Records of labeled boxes
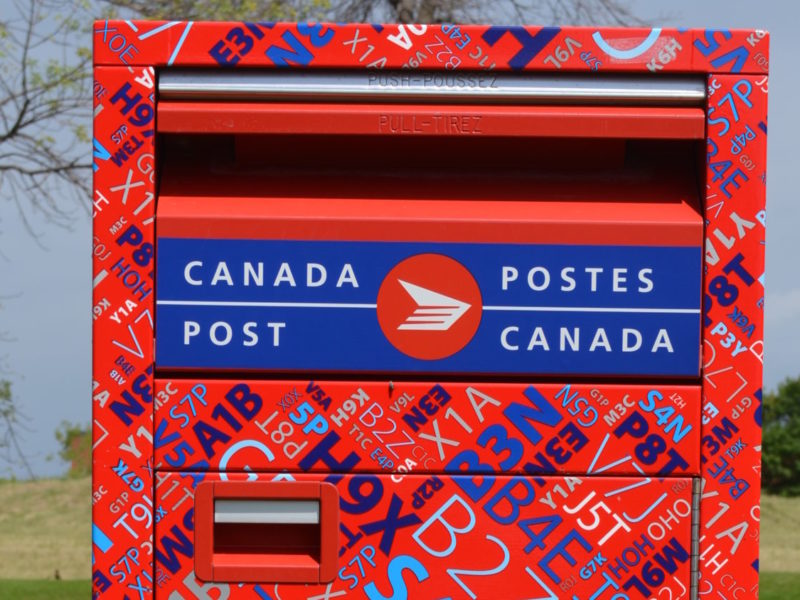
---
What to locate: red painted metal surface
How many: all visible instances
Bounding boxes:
[93,21,768,599]
[194,481,339,584]
[158,101,706,140]
[158,171,703,246]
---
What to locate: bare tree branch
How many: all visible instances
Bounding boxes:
[0,0,91,237]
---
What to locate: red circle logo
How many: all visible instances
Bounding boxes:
[378,254,483,360]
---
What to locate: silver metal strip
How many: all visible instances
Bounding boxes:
[219,500,319,525]
[689,477,702,600]
[158,69,706,106]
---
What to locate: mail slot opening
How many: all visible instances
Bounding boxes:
[195,481,339,583]
[158,133,703,184]
[214,500,320,567]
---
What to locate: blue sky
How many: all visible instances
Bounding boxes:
[0,0,800,476]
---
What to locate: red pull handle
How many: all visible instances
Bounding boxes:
[157,101,705,140]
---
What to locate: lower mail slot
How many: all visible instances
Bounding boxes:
[194,481,339,583]
[155,379,700,479]
[154,472,699,600]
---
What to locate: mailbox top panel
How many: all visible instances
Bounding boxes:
[94,21,769,74]
[156,169,702,378]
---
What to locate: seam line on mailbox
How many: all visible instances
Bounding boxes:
[156,300,700,314]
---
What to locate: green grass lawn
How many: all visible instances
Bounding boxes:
[758,573,800,600]
[0,579,92,600]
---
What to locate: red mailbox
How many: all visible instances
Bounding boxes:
[93,21,767,600]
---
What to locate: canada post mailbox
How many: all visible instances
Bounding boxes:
[93,21,768,600]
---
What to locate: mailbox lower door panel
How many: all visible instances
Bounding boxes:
[153,472,693,600]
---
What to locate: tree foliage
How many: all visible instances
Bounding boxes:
[0,379,36,479]
[56,421,92,477]
[761,377,800,496]
[0,0,91,237]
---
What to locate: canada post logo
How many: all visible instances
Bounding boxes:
[377,254,482,360]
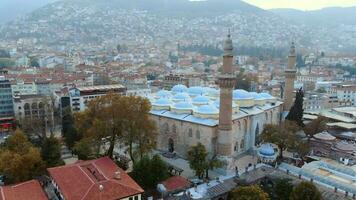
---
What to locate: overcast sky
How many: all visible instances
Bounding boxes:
[244,0,356,10]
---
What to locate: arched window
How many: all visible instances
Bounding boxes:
[188,128,193,137]
[195,130,200,140]
[172,124,177,133]
[163,122,169,133]
[240,139,245,150]
[244,119,247,134]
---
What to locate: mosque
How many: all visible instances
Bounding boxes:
[149,34,295,167]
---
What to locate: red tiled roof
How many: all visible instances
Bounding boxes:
[0,180,48,200]
[162,176,192,192]
[47,157,143,200]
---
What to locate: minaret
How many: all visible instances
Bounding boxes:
[283,42,297,112]
[218,31,235,156]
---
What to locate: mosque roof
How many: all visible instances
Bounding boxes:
[193,95,210,104]
[232,89,253,100]
[195,105,219,115]
[258,144,276,156]
[188,87,205,95]
[172,85,188,93]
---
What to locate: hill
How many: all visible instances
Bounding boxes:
[270,7,356,26]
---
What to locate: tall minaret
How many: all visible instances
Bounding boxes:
[218,31,235,156]
[283,42,297,112]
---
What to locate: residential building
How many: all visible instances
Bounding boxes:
[47,157,144,200]
[69,85,127,112]
[0,180,48,200]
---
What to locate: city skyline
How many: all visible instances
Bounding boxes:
[243,0,356,10]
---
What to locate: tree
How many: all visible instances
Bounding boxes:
[261,120,300,158]
[286,88,304,127]
[187,143,208,178]
[73,138,93,160]
[0,130,45,184]
[274,179,293,200]
[75,94,157,162]
[41,135,64,168]
[303,116,327,139]
[187,143,223,178]
[62,107,81,149]
[30,57,40,67]
[230,185,269,200]
[132,155,169,188]
[289,181,322,200]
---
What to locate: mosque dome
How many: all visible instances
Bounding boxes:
[152,98,172,110]
[156,90,172,98]
[171,84,188,93]
[193,95,210,105]
[233,89,253,100]
[172,101,194,114]
[258,144,275,156]
[195,105,219,115]
[188,87,204,96]
[173,92,190,101]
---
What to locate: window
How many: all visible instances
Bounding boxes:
[195,130,200,140]
[172,124,177,133]
[188,128,193,137]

*Job*
From the start of the listing through the line with "[378,254,483,360]", write the lines out again with "bare tree branch" renamed to "leafless tree limb" and everything else left as it is. Leave out the pictures.

*Right answer*
---
What to locate: red painted metal surface
How many: all visible instances
Bounding boxes:
[93,21,768,599]
[194,481,339,584]
[158,101,706,140]
[158,171,703,246]
---
What to locate: leafless tree limb
How many: all visible instances
Bounding boxes:
[0,0,91,237]
---
What to locate: red circle logo
How many: all visible instances
Bounding boxes:
[378,254,483,360]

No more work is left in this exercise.